#### [Tareas por realizar]
1/ Según el texto sobre Piñera, ¿cuántos años de silenciamiento le costó el estreno de Electra Garrigó?
2/ Retoma el texto sobre Piñera a partir de su última oración y escribe la continuación.

#### [Pasaje seleccionado]
########################################

Léanse ciertas escenas de obras como Los siervos, o su delirante relato “Concilio y discurso” para que se entienda de qué manera Piñera nos imaginó en una Cuba que es escenario y a la que quiso aportar no pocos golpes de efecto. Eso, insisto, también lo coloca en un plano marginal. Su habilidad en términos de progresión le hizo siempre dudar de la posteridad. Juró, poco antes de morir, que alcanzaría los cien años de existencia. Lo ha logrado de un modo más sutil para seguir diciéndonos revelaciones tremendas.

Nada de ello lo ha librado de ser eternamente discutido. Lo fue prácticamente desde su irrupción, y esas furias van a perseguirlo sin misericordia. El estreno de Electra Garrigó le costó diez años de silenciamiento: la prensa oficial de la época se negó a mencionarlo, cobrándole en mutismo la altura de sus atrevimientos. Aún hoy he escuchado a jóvenes dramaturgos confesar que detestan a Piñera, que anhelan dejarlo muerto ya como modelo, aunque sus propios esfuerzos no consigan siquiera la mitad del impacto que Virgilio provocó con sus piezas más endebles. O se le intenta arrebatar el espacio de poder e influencia que dejó precisado en la dramaturgia mediante argumentos que más que un criterio sólido, anhelan desterrarlo desde una negación vacía, como pretende el autor de un artículo aparecido en un número de la revista Unión fechado en 2009, aduciendo que en toda su producción hay solo dos obras de “alcance y verdadera dimensión: Electra Garrigó y Aire frío tiene puntos a objetar”. La ingenuidad de tal ataque, que propone estimar de mejor modo, convirtiendo en dispositivos antipiñerianos a Carlos Felipe y José Triana, olvida la manera en que Piñera mismo engloba y discute los modelos de esos y otros dramaturgos, y que él, autor siempre en movimiento, rechazaba la idea de una helada perfección, para saberse más interesante como fenómeno inquietante. Por no recordar que también esos otros autores, dueños de piezas de indudable interés, no carecen de “puntos que objetar”1. Una pieza de Piñera vale por dos o más de muchas de las que firmaron sus contemporáneos porque no se limita a ser simplemente teatro: son provocaciones que el escritor, desde un ejemplar trabajo crítico hacia sí mismo, lanza a sus rivales vivos, muertos y por venir, devorando lo mismo a Sófocles que a los riesgos del happening, replanteando la tradición que él mismo construye desde la perspectiva de una sucesiva destrucción desde la cual nos seguirá retando.

########################################

#### [Material de estudio]
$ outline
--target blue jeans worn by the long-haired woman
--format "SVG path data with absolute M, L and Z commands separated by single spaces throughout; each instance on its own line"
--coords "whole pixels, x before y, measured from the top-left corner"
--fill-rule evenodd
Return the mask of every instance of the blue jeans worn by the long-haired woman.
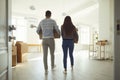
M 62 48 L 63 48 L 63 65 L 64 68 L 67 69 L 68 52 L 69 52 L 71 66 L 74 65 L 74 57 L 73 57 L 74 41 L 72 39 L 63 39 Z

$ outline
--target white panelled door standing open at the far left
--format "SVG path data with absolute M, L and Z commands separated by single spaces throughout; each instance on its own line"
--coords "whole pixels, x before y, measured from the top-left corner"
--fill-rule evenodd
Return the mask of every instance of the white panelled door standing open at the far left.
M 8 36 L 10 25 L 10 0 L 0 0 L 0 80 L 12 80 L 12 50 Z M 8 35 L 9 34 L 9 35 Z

########################################

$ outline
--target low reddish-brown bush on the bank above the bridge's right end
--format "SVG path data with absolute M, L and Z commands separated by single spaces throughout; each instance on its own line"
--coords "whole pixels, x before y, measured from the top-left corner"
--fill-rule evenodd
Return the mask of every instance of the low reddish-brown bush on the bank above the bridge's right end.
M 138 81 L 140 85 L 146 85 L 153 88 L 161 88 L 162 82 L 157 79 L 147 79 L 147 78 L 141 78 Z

########################################

#### [Resultados obtenidos]
1/ Diez años.

2/
Varios directores han demostrado que aun las obras menores de Piñera, llevadas a las tablas con soltura e imaginación, son mucho más intensas que las más logradas de aquellos a los que algunos querrían oponerle. La lectura cabal de su Teatro completo debiera incitarnos a pronunciar algo más que gustos personales. Recordemos de qué manera tan enfática insistía en que lo leyéramos dentro de sus propias claves, y no en vana oposición a otros nombres reverenciados, en un tú a tú que ya el tiempo ha negado a Shakespeare o a Ibsen, pero que él, en tanto autor (casi autor teatral se identifica, se margina para no saberse parte de una corte ya congelada), exige como respuesta inmediata. En ese desafío estaba él emplazado ya desde 1948, cuando firmaba sus artículos en la revista Prometeo. Y aún esas páginas no se han releído lo suficiente.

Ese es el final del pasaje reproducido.